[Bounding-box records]

★ ★ ★

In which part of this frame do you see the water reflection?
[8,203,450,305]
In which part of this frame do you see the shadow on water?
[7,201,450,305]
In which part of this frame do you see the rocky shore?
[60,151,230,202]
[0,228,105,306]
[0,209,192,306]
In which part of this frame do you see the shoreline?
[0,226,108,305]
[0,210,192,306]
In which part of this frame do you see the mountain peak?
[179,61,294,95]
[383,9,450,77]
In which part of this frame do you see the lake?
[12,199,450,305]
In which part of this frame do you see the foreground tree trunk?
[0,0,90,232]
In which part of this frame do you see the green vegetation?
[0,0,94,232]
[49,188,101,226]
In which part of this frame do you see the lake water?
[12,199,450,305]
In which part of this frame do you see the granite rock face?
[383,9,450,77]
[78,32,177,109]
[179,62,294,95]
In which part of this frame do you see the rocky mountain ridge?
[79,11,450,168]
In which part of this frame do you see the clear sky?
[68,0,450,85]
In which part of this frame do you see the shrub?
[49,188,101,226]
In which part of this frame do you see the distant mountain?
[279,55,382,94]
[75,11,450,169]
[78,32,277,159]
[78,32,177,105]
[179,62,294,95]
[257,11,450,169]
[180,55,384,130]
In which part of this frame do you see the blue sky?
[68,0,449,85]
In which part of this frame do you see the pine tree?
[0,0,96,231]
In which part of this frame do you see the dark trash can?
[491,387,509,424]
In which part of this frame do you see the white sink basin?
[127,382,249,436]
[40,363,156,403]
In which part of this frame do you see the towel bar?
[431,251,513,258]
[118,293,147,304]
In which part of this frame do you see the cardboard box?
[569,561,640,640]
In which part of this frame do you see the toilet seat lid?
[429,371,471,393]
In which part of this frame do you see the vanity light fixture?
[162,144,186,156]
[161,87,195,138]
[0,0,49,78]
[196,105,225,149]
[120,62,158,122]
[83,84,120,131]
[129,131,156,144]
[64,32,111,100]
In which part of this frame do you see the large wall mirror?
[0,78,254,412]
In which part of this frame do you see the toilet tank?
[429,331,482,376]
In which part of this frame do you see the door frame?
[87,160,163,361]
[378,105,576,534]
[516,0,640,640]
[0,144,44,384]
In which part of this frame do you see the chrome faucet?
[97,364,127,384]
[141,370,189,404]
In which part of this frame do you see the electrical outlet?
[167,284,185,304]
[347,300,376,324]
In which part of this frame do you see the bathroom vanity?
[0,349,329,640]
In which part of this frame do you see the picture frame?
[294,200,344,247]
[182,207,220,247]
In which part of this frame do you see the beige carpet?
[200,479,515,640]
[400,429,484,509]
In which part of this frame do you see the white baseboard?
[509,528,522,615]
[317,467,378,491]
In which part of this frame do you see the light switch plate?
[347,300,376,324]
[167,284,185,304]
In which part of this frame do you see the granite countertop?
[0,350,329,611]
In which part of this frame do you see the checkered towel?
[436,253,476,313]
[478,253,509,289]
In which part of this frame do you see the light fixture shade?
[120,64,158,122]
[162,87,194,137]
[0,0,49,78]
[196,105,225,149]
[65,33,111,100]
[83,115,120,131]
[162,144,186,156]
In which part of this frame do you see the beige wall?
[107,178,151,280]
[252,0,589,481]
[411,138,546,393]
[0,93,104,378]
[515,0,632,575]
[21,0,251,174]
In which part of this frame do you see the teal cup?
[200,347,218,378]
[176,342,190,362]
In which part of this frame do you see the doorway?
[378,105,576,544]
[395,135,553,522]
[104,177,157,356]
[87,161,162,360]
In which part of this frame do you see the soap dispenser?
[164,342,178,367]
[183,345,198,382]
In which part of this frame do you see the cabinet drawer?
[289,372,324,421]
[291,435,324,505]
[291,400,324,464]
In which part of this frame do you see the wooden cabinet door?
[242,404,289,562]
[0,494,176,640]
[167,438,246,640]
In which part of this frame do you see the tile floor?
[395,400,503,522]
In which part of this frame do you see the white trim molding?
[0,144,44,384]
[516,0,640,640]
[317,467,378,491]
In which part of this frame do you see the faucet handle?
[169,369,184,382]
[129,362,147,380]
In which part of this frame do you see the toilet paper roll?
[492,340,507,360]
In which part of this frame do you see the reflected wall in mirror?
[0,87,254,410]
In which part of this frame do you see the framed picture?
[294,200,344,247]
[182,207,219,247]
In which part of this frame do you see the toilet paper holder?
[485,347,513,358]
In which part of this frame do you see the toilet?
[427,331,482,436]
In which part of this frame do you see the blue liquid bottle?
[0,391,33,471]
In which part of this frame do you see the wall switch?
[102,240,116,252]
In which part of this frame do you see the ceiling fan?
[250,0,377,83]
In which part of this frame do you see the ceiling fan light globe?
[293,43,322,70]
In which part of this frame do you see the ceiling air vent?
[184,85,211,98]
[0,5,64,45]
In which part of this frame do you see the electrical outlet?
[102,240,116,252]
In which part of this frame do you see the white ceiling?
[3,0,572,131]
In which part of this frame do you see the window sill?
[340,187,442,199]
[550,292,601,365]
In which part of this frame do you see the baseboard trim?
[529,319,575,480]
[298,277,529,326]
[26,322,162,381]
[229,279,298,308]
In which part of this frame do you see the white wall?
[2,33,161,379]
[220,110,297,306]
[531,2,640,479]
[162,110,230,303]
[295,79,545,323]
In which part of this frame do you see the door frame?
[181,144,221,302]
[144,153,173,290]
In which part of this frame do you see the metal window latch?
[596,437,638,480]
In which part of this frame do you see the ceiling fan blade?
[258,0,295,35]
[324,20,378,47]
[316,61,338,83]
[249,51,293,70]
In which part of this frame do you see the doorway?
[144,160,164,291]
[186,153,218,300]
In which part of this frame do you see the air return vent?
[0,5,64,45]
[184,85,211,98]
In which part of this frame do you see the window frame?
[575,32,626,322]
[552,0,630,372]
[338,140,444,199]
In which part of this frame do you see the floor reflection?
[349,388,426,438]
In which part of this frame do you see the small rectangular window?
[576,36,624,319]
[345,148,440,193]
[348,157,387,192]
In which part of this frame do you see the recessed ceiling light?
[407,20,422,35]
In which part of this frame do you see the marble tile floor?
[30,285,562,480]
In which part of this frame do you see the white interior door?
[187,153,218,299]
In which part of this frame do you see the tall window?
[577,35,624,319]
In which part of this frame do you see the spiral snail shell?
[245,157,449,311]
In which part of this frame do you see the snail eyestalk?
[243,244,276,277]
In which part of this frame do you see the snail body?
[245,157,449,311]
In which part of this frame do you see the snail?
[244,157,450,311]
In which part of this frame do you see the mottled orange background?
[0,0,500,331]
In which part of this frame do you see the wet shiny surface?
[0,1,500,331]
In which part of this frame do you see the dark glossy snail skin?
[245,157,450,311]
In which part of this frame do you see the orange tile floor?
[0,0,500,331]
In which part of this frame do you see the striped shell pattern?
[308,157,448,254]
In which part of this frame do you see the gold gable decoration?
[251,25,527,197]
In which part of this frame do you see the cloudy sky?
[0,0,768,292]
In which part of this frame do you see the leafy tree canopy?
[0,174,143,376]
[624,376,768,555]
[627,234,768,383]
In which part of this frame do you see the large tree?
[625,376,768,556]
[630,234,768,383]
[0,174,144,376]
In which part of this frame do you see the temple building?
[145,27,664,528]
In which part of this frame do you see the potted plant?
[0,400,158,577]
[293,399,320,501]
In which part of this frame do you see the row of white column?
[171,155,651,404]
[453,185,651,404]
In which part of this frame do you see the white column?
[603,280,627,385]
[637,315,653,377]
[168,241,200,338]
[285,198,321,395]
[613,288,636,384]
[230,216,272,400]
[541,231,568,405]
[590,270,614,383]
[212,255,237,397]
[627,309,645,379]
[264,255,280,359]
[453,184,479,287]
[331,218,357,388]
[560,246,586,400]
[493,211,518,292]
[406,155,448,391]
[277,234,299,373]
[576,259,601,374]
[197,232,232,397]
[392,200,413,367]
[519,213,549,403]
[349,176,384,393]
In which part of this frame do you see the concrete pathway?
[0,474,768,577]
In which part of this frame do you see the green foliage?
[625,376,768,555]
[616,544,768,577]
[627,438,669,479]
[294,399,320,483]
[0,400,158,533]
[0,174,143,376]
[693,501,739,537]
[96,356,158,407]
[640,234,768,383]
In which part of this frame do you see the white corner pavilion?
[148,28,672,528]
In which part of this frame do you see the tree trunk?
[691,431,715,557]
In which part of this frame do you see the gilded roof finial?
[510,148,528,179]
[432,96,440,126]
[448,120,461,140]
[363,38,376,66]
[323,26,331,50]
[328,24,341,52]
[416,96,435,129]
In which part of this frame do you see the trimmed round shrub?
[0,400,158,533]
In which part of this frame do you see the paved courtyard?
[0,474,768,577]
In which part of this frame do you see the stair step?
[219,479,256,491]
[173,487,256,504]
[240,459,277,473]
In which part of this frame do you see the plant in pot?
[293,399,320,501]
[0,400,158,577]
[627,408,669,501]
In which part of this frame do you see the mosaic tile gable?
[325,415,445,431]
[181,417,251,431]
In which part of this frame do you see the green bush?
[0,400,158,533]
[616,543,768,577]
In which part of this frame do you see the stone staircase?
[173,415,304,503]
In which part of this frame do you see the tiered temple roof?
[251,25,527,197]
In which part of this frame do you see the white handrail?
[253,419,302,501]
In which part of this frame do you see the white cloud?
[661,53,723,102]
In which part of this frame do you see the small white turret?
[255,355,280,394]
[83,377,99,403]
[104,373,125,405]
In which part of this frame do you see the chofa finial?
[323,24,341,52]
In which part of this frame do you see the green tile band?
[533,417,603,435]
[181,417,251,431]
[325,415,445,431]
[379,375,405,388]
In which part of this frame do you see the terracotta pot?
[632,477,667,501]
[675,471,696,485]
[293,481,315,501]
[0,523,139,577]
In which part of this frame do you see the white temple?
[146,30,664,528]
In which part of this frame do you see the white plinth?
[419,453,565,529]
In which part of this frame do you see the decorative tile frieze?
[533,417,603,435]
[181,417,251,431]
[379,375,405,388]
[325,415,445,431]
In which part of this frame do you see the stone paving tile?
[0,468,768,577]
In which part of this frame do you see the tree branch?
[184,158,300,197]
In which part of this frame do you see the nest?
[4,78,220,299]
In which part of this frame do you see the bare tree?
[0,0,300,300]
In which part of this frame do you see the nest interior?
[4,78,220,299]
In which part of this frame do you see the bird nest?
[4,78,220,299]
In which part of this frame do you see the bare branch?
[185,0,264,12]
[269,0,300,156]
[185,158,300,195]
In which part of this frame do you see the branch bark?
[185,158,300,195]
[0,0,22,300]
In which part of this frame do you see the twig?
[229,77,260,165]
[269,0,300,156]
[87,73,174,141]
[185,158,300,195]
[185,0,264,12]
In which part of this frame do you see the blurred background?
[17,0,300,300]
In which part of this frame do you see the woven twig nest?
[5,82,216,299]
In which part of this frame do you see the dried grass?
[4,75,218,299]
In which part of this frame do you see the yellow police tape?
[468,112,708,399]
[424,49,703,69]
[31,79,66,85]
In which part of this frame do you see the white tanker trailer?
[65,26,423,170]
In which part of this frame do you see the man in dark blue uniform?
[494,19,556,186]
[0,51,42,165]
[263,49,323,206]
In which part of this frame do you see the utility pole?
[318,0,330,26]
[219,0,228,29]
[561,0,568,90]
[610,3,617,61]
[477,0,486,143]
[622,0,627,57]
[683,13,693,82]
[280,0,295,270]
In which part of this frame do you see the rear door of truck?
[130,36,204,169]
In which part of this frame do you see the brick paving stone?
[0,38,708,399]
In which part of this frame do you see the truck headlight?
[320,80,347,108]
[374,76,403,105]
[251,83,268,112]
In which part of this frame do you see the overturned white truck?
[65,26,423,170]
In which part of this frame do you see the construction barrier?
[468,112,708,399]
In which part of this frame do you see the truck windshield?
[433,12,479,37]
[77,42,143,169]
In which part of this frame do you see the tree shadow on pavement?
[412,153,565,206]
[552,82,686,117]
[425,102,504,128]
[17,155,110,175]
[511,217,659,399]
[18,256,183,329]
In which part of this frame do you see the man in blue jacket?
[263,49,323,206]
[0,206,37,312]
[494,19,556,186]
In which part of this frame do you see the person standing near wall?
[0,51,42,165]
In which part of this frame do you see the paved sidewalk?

★ ★ ★

* _Direction_: Reproduce the lines of the listing between the line holding "In which part of this frame do you see the bathroom" and the line holding "[400,429,484,509]", inclusive, changing "beige carpet" to "tan carpet" and leaving everything else unchanged.

* _Worked answer_:
In which part of this frame do you see the bathroom vanity?
[0,349,329,640]
In which part of this frame do you see the picture frame?
[294,200,344,247]
[182,207,220,247]
In which part of this frame do you see the tan carpet?
[200,479,515,640]
[400,429,484,509]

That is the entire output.